Millions in renovations approved

Julianne Lesch, Staff Writer

Sam Litra
(Top) Ed Pagano ’85 sits at the board of trustees meeting Oct. 26. (Bottom) President Tom Sullivan and David Daigle, board of trustees chairman, participate in the board of trustees meeting Oct. 25.

Over the next three years UVM is expected to spend roughly $107.1 million on a variety of on-campus construction projects.

The board of trustees, the University’s decision-making body, met Oct. 26  and 27 to discuss topics such as the renovations to McAuley Hall and the construction of a new psychological sciences medical research complex.   

Other issues discussed include the renaming of the Bailey/Howe Library, the SGA report and the increase in room and board costs for students.

Renaming of the Bailey/Howe Library

The board announced the approval of renaming the Bailey/Howe Library to the David Howe Library.

A committee was assembled last March to consider removing the name of Guy W. Bailey from the Bailey/Howe Library, which was announced by Daigle in a March 8 email.

This committee was assembled following spring 2018 protests by student activist group NoNames for Justice, who demanded the removal of Bailey’s name as a result of his contributions to the eugenics movement.

“I think we came to what we felt was the right decision, but it wasn’t an easy one,” said Sidney Hilker, a second-year medical student on the board, who was on the renaming committee. “It was a long process.”   

This committee unanimously recommended to the board to change the name of the Bailey/Howe Library, said Ron Lumbra, vice chair of the board of trustees.

“I fully support the committee’s endorsement to change the name of the library,” President Tom Sullivan said.

◆ Work to be completed
Say whether each statement agrees with the article about UVM's renovations, answering yes or no and quoting the words from the article that decide it. 1. UVM expects to spend about $107.1 million on campus construction over the next three years. 2. The renaming committee was divided in its recommendation about the library's name. 3. The board approved renaming the Bailey/Howe Library to the David Howe Library. The lines after this have no part in the work on the article about UVM's renovations.

◆ Stored data
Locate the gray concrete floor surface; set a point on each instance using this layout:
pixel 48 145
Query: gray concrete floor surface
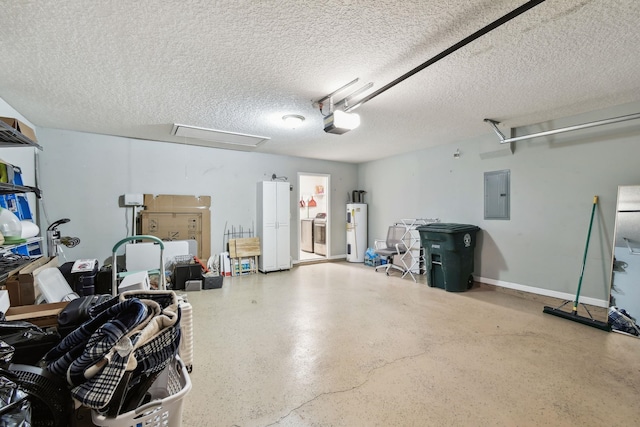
pixel 338 344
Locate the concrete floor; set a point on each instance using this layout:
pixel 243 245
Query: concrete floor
pixel 337 344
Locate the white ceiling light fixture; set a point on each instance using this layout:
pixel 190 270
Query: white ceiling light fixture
pixel 340 122
pixel 219 137
pixel 293 120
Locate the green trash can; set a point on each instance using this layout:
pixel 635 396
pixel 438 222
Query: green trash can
pixel 448 250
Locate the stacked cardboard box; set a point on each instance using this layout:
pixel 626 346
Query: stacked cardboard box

◆ Response area
1. Yes: "Over the next three years UVM is expected to spend roughly $107.1 million on a variety of on-campus construction projects."
2. No: "This committee unanimously recommended to the board to change the name of the Bailey/Howe Library"
3. Yes: "The board announced the approval of renaming the Bailey/Howe Library to the David Howe Library."